Monks and the fundamentalist menace
Posted on August 31st, 2016

By Rohana R. Wasala

The noisy confrontation between a group of demonstrators holding banners with the slogan ‘Different but Equal,’ with Azad Salley, a Muslim politician, apparently leading them and another group of activists challenging them, led by a young Buddhist monk – Ariyapola  Rathanasara  Thera – from a nationalist organization called the ‘Sinhale Jathika Balamuluwa’ (SJB) (Lit. Collective of National Forces of Sinhale) in Colombo on Monday August 15, 2016 drew predictably  antithetical responses in the media.  Many justified the action of the demonstrators, and condemned that of the disruptors; some did the opposite; a few tried to focus on what usually lies behind such incidents. On the whole, the episode earned the Buddhist monks of Sri Lanka more bad press around the world reinforcing their recently acquired violent image. However, in my opinion, the third point of view, which requires attention to be directed at the causative background to confrontations of this nature, is the most constructive.

→ ENTRIES SUPPLIED
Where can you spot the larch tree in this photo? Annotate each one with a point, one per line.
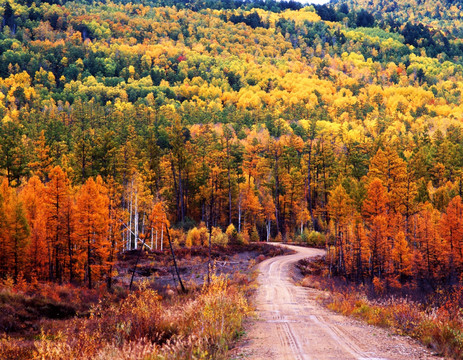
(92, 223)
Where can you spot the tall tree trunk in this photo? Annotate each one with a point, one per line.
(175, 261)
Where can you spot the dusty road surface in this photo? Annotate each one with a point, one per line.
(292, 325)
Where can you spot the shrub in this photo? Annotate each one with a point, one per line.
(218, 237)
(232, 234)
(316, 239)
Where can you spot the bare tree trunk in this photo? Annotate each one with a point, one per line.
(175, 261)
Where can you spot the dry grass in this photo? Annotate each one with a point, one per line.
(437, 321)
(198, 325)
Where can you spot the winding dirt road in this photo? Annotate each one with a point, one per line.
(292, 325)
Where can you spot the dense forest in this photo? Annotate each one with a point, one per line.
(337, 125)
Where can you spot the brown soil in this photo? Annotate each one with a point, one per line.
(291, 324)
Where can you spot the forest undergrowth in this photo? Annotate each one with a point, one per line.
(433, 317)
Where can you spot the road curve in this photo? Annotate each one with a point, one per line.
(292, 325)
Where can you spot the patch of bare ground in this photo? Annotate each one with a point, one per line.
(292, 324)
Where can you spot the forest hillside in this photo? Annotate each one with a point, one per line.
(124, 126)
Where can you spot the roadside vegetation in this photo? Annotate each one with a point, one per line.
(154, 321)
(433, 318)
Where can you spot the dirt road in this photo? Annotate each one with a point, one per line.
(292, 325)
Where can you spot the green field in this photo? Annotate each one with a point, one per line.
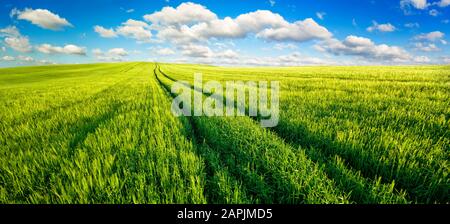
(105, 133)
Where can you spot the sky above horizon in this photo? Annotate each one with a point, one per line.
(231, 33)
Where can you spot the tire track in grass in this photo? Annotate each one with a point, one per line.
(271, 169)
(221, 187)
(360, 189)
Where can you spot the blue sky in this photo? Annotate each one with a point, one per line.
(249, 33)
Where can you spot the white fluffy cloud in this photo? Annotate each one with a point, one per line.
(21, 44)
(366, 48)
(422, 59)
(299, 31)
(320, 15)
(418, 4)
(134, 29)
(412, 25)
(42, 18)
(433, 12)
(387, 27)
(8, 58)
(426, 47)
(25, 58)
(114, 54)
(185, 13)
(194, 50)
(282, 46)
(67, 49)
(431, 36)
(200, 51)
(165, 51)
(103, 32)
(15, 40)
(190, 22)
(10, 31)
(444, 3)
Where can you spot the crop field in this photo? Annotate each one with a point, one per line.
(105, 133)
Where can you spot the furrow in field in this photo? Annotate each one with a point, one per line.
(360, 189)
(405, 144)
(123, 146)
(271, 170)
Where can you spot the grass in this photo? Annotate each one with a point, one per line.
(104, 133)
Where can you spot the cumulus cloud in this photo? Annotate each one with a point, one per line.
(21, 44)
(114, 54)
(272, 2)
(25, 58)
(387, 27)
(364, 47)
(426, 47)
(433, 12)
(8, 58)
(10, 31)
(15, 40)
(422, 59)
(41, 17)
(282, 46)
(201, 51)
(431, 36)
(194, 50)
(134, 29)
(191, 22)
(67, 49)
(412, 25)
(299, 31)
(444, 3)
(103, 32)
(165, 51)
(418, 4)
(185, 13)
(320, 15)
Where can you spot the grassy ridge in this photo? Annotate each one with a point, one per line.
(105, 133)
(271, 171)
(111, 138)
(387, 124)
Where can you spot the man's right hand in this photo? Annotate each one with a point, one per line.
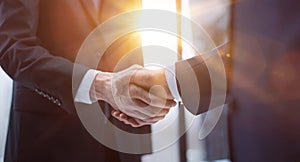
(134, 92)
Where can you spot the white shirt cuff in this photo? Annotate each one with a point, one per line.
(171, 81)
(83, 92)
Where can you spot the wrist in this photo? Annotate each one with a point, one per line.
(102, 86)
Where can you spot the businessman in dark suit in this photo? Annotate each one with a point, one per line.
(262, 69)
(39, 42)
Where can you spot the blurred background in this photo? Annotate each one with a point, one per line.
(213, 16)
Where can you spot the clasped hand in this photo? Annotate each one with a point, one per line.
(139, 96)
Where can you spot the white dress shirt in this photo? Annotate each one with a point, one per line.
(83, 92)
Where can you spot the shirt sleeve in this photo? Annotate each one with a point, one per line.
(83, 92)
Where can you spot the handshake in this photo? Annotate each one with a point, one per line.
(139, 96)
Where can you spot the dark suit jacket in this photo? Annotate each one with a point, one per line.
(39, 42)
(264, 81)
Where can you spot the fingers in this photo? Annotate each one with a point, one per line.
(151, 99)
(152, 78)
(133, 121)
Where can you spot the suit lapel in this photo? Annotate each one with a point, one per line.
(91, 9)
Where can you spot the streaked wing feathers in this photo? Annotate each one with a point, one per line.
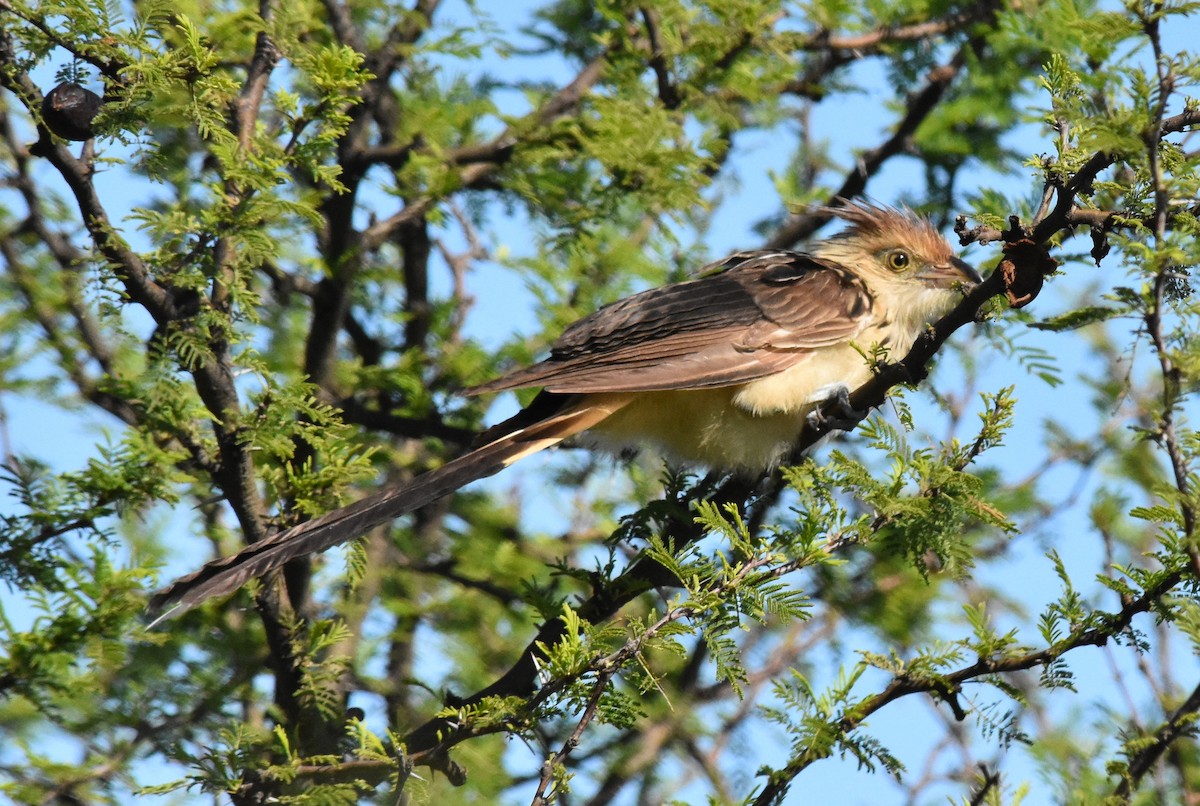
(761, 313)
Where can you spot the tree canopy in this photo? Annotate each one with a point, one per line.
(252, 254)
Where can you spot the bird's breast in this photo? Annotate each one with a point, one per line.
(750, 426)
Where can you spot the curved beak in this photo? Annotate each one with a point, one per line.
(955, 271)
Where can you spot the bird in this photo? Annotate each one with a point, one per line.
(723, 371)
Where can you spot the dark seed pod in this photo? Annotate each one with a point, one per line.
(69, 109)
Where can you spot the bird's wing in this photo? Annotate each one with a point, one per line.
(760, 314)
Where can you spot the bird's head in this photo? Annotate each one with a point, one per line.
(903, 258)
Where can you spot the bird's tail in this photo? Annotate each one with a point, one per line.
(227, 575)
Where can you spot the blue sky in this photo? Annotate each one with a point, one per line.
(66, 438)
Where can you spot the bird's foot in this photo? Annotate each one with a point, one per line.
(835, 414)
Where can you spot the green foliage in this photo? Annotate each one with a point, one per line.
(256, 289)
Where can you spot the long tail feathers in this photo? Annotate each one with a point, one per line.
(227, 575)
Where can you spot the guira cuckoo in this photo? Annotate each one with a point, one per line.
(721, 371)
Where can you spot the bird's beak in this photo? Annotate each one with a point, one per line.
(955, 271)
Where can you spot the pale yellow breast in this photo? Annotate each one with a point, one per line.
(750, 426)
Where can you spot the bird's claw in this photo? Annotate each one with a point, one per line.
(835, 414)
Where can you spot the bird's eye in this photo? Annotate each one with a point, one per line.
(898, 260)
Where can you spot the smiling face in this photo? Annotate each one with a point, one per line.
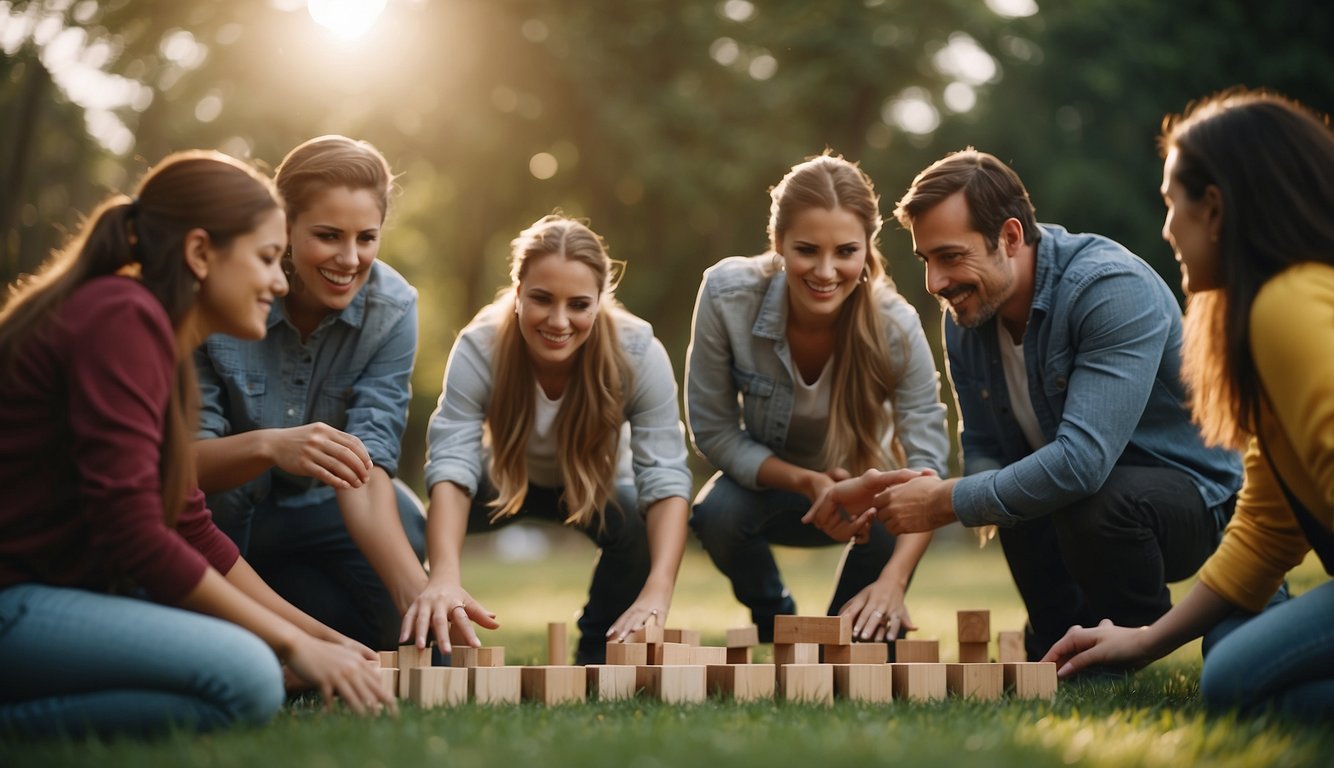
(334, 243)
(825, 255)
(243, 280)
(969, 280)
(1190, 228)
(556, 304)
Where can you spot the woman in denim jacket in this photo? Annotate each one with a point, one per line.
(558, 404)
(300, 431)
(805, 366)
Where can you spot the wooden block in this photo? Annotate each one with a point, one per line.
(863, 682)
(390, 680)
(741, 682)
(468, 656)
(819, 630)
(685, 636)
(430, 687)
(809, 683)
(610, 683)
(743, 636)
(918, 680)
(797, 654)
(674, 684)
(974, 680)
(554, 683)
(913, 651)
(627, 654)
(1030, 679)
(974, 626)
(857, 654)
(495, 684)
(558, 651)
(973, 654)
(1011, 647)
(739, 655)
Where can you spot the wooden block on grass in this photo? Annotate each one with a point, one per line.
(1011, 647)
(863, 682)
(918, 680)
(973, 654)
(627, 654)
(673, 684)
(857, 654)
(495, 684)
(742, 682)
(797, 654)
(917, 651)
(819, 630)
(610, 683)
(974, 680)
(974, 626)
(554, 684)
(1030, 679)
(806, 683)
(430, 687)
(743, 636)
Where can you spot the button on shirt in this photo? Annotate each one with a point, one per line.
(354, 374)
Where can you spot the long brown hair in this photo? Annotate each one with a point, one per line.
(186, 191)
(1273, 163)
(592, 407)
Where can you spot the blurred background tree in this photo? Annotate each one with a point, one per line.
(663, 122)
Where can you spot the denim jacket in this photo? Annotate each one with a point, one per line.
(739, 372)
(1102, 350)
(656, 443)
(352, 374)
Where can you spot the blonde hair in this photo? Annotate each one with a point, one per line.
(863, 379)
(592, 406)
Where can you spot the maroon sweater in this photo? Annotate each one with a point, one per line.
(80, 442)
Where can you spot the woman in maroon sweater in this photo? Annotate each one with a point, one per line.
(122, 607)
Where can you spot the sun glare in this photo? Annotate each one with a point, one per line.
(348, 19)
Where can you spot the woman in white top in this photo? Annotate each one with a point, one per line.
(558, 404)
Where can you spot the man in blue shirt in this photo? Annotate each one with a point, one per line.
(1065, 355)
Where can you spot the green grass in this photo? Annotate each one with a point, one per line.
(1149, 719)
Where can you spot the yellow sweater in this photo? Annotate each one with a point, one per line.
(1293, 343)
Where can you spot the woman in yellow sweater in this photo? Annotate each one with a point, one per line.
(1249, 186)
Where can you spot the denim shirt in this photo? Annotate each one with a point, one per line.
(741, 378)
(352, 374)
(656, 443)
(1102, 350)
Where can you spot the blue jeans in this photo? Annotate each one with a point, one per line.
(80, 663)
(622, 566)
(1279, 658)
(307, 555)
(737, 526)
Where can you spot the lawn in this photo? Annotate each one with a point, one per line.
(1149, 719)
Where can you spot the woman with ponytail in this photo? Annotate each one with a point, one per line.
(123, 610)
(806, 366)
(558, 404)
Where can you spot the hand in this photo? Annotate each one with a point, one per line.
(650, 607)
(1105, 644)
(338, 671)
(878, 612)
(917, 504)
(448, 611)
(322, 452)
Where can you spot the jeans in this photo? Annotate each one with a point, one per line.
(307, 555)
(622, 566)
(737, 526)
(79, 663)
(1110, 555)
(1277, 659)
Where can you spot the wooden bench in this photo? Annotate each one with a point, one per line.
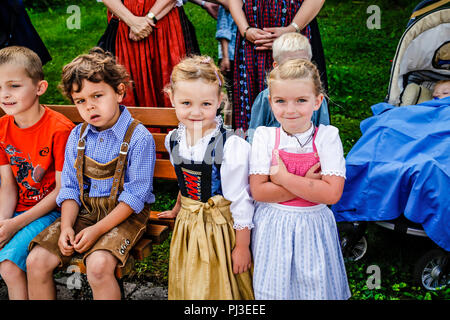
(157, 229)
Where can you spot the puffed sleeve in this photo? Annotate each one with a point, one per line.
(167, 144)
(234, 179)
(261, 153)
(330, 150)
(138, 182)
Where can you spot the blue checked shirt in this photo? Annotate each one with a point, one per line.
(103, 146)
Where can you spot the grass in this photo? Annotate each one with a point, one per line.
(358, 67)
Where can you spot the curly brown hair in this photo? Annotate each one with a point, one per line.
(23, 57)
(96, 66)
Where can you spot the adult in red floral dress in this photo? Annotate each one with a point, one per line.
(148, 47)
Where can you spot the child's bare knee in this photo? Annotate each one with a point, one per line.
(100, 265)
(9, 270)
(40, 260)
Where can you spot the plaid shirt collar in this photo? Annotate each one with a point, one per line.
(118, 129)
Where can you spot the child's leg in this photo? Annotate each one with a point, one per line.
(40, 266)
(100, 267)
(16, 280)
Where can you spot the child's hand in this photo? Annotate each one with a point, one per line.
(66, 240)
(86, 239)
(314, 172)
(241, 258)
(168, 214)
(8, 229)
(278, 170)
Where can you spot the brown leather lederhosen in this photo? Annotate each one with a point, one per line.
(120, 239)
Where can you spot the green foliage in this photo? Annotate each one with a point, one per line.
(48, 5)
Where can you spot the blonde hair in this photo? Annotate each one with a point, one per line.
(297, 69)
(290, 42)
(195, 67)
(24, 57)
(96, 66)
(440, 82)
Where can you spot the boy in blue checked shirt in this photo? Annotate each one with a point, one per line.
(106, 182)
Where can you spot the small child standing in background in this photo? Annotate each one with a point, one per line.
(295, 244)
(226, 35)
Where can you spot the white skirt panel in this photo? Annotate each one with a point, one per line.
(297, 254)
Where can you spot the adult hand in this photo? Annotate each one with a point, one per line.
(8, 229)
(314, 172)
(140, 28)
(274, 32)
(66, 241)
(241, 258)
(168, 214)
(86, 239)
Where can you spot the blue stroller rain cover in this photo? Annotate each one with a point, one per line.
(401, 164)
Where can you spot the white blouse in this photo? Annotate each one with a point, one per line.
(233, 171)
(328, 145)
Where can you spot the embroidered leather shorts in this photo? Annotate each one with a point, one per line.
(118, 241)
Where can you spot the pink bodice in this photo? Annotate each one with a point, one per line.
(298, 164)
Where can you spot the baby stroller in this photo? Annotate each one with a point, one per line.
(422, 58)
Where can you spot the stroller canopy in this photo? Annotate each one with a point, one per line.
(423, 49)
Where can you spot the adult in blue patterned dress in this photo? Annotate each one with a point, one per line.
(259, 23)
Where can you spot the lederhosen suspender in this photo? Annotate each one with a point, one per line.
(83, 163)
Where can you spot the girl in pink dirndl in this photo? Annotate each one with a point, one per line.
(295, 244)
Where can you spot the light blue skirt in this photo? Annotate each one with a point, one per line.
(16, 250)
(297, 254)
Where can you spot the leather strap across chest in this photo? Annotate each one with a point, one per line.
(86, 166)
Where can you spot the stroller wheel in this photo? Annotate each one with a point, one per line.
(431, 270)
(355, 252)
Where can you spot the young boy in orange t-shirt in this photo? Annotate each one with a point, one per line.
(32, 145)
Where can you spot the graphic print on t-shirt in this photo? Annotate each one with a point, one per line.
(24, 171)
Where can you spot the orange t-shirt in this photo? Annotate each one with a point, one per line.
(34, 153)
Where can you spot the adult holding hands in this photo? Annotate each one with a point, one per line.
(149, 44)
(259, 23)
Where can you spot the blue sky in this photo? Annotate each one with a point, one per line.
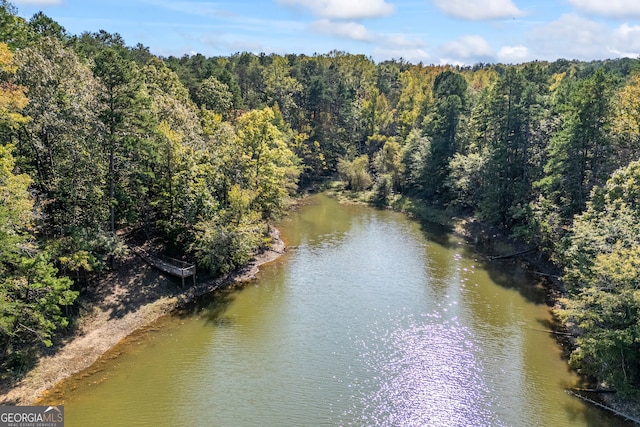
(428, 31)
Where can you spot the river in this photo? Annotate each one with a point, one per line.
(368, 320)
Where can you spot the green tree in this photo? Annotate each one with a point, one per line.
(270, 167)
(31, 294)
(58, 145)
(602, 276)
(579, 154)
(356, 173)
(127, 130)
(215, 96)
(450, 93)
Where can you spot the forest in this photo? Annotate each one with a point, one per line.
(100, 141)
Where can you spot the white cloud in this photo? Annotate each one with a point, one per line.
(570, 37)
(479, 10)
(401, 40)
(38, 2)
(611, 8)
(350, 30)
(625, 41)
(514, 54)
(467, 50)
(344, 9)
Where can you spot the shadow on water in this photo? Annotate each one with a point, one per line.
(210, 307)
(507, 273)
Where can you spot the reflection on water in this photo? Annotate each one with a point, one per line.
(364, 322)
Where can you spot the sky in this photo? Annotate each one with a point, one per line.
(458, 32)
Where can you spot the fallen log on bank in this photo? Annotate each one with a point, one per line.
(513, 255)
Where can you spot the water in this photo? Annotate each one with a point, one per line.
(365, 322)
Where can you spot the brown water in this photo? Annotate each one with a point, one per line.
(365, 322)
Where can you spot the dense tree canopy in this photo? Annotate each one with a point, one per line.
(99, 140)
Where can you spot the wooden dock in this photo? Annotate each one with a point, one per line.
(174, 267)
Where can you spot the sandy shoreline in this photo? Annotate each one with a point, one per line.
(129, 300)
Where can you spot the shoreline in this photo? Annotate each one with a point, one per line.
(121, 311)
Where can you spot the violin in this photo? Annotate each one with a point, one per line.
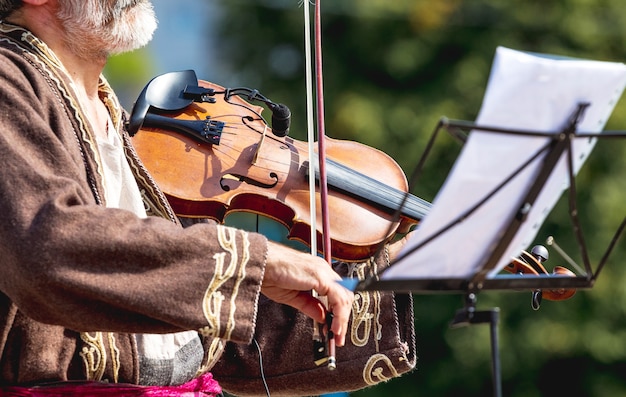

→ WHAT TO DO
Condense the paragraph of the article on monks and the fundamentalist menace that opens "The noisy confrontation between" into a shorter version that keeps its main facts.

→ CORRECT ANSWER
On Monday, August 15, 2016, in Colombo, a noisy confrontation broke out between two groups. The first was demonstrators carrying "Different but Equal" banners, apparently led by Muslim politician Azad Salley. The second was activists led by a young Buddhist monk, Ariyapola Rathanasara Thera, of the nationalist Sinhale Jathika Balamuluwa (SJB).

Media responses split predictably:
- Many defended the demonstrators and condemned the disruptors.
- Some did the opposite.
- A few examined what usually lies behind such incidents.

Overall, the episode brought Sri Lanka's Buddhist monks more bad press worldwide, reinforcing their recently acquired violent image. In my opinion, the third view, which looks at the causes of such confrontations, is the most constructive.